**TO-DO ITEM**
Reproduce the records word for word, starting at the beginning and ending with the line that contains "positive clicks: (313, 239)", with both of those lines included. Omit the pictures from your answer.

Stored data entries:
'''
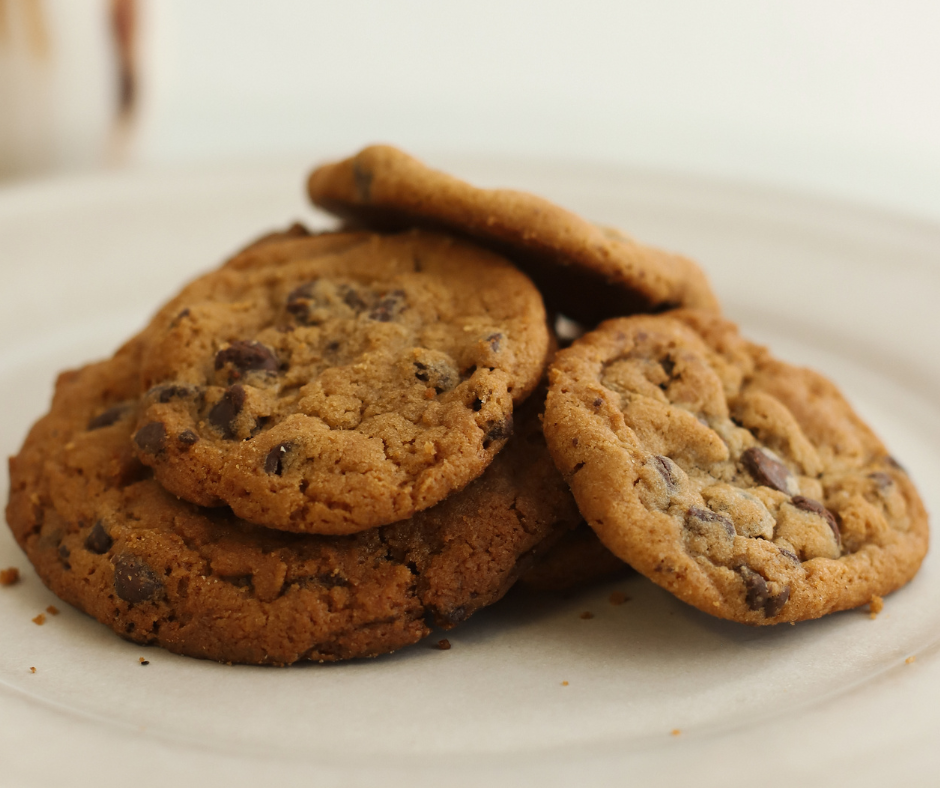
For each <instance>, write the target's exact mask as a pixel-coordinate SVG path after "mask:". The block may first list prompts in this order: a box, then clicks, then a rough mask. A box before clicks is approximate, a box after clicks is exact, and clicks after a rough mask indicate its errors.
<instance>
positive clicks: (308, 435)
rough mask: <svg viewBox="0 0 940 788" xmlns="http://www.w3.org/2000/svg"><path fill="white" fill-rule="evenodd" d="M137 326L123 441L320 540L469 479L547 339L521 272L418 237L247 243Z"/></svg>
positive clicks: (313, 239)
mask: <svg viewBox="0 0 940 788" xmlns="http://www.w3.org/2000/svg"><path fill="white" fill-rule="evenodd" d="M146 334H147V339H146V349H145V352H144V357H143V361H142V369H141V377H142V384H143V387H144V389H145V391H146V394H145V395H144V399H143V404H142V407H141V409H140V411H139V417H138V421H137V430H136V434H135V437H134V446H135V448H136V451H137V455H138V457H139V458H140V459H141V461H142V462H144V463H145V464H146V465H149V466H150V467H152V468H153V469H154V472H155V474H156V478H157V480H158V481H159V482H160V483H161V484H162V485H163V486H164V487H165V488H166V489H167V490H169V491H170V492H172V493H174V494H175V495H178V496H180V497H182V498H184V499H186V500H188V501H191V502H193V503H197V504H200V505H203V506H218V505H221V504H227V505H228V506H230V507H231V508H232V509H233V511H234V512H235V514H236V515H237V516H239V517H242V518H244V519H246V520H248V521H250V522H253V523H256V524H259V525H266V526H269V527H272V528H278V529H282V530H288V531H296V532H306V533H321V534H344V533H355V532H358V531H362V530H365V529H368V528H372V527H375V526H379V525H385V524H388V523H391V522H396V521H398V520H402V519H405V518H406V517H410V516H411V515H412V514H414V513H415V512H417V511H420V510H423V509H426V508H428V507H429V506H432V505H433V504H435V503H437V502H438V501H441V500H443V499H444V498H445V497H446V496H447V495H449V494H450V493H452V492H454V491H455V490H459V489H461V488H462V487H464V486H465V485H466V484H468V483H469V482H470V481H472V480H473V479H475V478H476V477H477V476H479V475H480V474H481V473H482V472H483V470H484V469H485V468H486V466H487V465H488V464H489V463H490V462H491V461H492V459H493V457H494V456H495V455H496V453H497V452H498V451H499V450H500V449H501V448H502V446H503V444H504V443H505V442H506V439H507V438H508V437H509V435H510V434H511V432H512V411H513V405H514V403H519V402H521V401H522V400H524V399H525V398H526V396H528V394H529V393H530V392H531V391H532V389H533V388H534V386H535V385H536V383H537V382H538V380H539V378H540V376H541V374H542V371H543V368H544V364H545V359H546V355H547V352H548V345H549V333H548V329H547V325H546V316H545V309H544V306H543V304H542V299H541V297H540V296H539V293H538V291H537V290H536V289H535V287H534V286H533V285H532V283H531V282H530V281H529V279H528V278H527V277H526V276H525V275H524V274H523V273H521V272H520V271H518V270H517V269H516V268H514V267H513V266H512V265H510V264H509V263H508V262H507V261H506V260H504V259H503V258H501V257H499V256H497V255H495V254H493V253H492V252H489V251H486V250H484V249H481V248H479V247H477V246H474V245H472V244H470V243H467V242H464V241H460V240H456V239H453V238H449V237H446V236H443V235H437V234H433V233H428V232H424V231H411V232H407V233H403V234H399V235H393V236H383V235H375V234H372V233H339V234H327V235H322V236H313V237H310V238H299V239H296V240H291V239H280V240H278V239H274V240H269V241H267V242H265V243H263V244H260V245H258V244H256V245H254V246H252V247H250V248H249V249H248V250H246V251H245V252H242V253H241V254H239V255H237V256H236V257H234V258H233V259H232V260H231V261H229V263H227V264H226V265H225V266H223V267H222V268H221V269H220V270H218V271H215V272H212V273H210V274H207V275H206V276H203V277H202V278H200V279H198V280H196V281H195V282H193V283H192V284H190V285H189V286H188V287H186V288H185V289H184V290H183V291H182V292H181V293H180V294H179V295H178V296H177V297H176V298H174V299H173V300H172V301H170V302H169V304H167V306H165V307H164V308H163V309H161V310H160V312H159V313H158V314H157V316H156V317H155V318H154V320H153V322H152V323H151V325H150V326H149V327H148V329H147V332H146Z"/></svg>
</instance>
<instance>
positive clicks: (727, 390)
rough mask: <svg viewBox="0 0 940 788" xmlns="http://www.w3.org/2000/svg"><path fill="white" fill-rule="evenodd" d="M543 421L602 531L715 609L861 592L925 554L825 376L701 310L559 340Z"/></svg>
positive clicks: (870, 432)
mask: <svg viewBox="0 0 940 788" xmlns="http://www.w3.org/2000/svg"><path fill="white" fill-rule="evenodd" d="M544 426H545V436H546V439H547V441H548V444H549V448H550V450H551V452H552V456H553V457H554V459H555V463H556V465H557V466H558V468H559V469H560V470H561V471H562V473H563V475H564V476H565V478H566V479H568V481H569V483H570V485H571V489H572V492H573V493H574V496H575V499H576V500H577V502H578V506H579V508H580V509H581V512H582V514H583V515H584V516H585V518H586V519H587V521H588V523H589V524H590V525H591V526H592V527H593V528H594V530H595V531H596V532H597V533H598V535H599V536H600V537H601V540H602V541H603V542H604V543H605V544H606V545H607V546H608V547H609V548H610V549H611V550H612V551H613V552H614V553H615V554H616V555H618V556H620V557H621V558H623V559H624V560H625V561H627V562H628V563H629V564H630V565H632V566H633V567H634V568H635V569H637V570H638V571H640V572H642V573H643V574H645V575H646V576H647V577H649V578H651V579H652V580H653V581H655V582H656V583H658V584H659V585H661V586H663V587H664V588H666V589H668V590H669V591H671V592H672V593H674V594H675V595H676V596H678V597H679V598H681V599H683V600H685V601H686V602H689V603H690V604H693V605H695V606H696V607H698V608H699V609H701V610H704V611H705V612H707V613H711V614H713V615H716V616H720V617H722V618H728V619H733V620H735V621H742V622H747V623H750V624H776V623H779V622H782V621H796V620H800V619H807V618H816V617H818V616H822V615H825V614H826V613H831V612H833V611H836V610H843V609H846V608H851V607H856V606H859V605H863V604H865V603H867V602H868V601H870V600H871V598H872V596H873V595H883V594H885V593H888V592H890V591H893V590H895V589H896V588H898V587H900V586H902V585H904V584H905V583H906V582H907V581H908V580H910V579H911V578H912V577H913V576H914V574H915V573H916V572H917V569H918V567H919V566H920V563H921V560H922V559H923V557H924V554H925V552H926V550H927V541H928V527H927V515H926V513H925V510H924V506H923V504H922V503H921V500H920V498H919V496H918V494H917V491H916V490H915V489H914V485H913V484H912V483H911V481H910V479H909V478H908V476H907V474H906V473H905V472H904V470H903V469H902V468H901V467H900V466H899V465H898V464H897V463H896V462H895V461H894V460H893V459H892V458H891V457H890V456H889V454H888V452H887V451H886V449H885V447H884V446H883V445H882V443H881V441H880V440H879V439H878V438H877V437H876V436H875V435H874V434H873V433H872V431H871V430H870V429H869V428H868V427H867V426H866V425H865V424H864V423H863V422H862V421H861V420H860V419H859V418H858V416H856V414H855V413H854V412H853V410H852V409H851V407H850V406H849V404H848V403H847V402H846V401H845V399H844V398H843V397H842V395H841V394H840V393H839V391H838V390H837V389H836V387H835V386H834V385H833V384H832V383H830V382H829V381H828V380H826V379H825V378H823V377H822V376H820V375H818V374H816V373H815V372H811V371H809V370H806V369H800V368H797V367H793V366H791V365H789V364H785V363H783V362H781V361H777V360H776V359H774V358H773V357H772V356H771V355H770V354H769V353H768V352H767V350H766V349H765V348H762V347H760V346H758V345H755V344H752V343H750V342H748V341H746V340H745V339H742V338H741V337H740V336H739V335H738V333H737V329H736V328H735V326H734V325H733V324H731V323H729V322H727V321H724V320H722V319H720V318H718V317H715V316H713V315H709V314H706V313H703V312H696V311H677V312H673V313H670V314H667V315H662V316H656V317H652V316H636V317H632V318H626V319H619V320H610V321H608V322H606V323H604V324H603V325H601V326H600V327H599V328H598V329H597V330H596V331H594V332H591V333H589V334H587V335H585V336H584V337H582V338H581V339H580V340H578V341H576V342H575V343H574V345H572V347H571V348H568V349H567V350H563V351H561V352H559V353H558V355H557V356H556V359H555V361H554V363H553V365H552V368H551V371H550V388H549V394H548V400H547V403H546V409H545V422H544Z"/></svg>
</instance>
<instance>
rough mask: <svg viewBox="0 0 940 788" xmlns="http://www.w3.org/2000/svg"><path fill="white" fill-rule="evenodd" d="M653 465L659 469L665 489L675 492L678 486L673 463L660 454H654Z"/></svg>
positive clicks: (668, 491) (657, 470) (677, 483)
mask: <svg viewBox="0 0 940 788" xmlns="http://www.w3.org/2000/svg"><path fill="white" fill-rule="evenodd" d="M653 467H654V468H655V469H656V470H657V471H659V475H660V476H662V477H663V481H664V482H666V491H667V492H670V493H672V492H675V491H676V488H677V487H678V486H679V479H678V478H677V477H676V473H675V465H674V464H673V462H672V460H670V459H669V458H668V457H663V456H662V455H660V454H654V455H653Z"/></svg>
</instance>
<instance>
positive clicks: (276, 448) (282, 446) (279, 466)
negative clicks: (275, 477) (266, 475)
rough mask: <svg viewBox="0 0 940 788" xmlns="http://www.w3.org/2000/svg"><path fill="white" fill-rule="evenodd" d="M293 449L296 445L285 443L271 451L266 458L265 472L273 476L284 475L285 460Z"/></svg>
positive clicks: (289, 442)
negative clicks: (284, 460) (283, 473)
mask: <svg viewBox="0 0 940 788" xmlns="http://www.w3.org/2000/svg"><path fill="white" fill-rule="evenodd" d="M292 448H294V444H293V443H290V442H289V441H285V442H284V443H279V444H278V445H277V446H275V447H274V448H273V449H271V451H269V452H268V454H267V456H266V457H265V458H264V472H265V473H267V474H269V475H271V476H280V475H281V474H282V473H284V458H285V457H286V456H287V453H288V452H289V451H290V450H291V449H292Z"/></svg>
'''
**EXERCISE RESPONSE**
For each <instance>, write the target's exact mask as a pixel-coordinate SVG path after "mask:". The block may first list prompts in this order: a box, then clicks, then a rough mask. A box before clicks is approximate, a box after clicks is exact, and clicks after a rough mask indicate its errors.
<instance>
positive clicks: (308, 435)
rough mask: <svg viewBox="0 0 940 788" xmlns="http://www.w3.org/2000/svg"><path fill="white" fill-rule="evenodd" d="M137 326L123 441L320 540L469 479L547 339L521 272L418 237L247 243Z"/></svg>
positive clicks: (313, 239)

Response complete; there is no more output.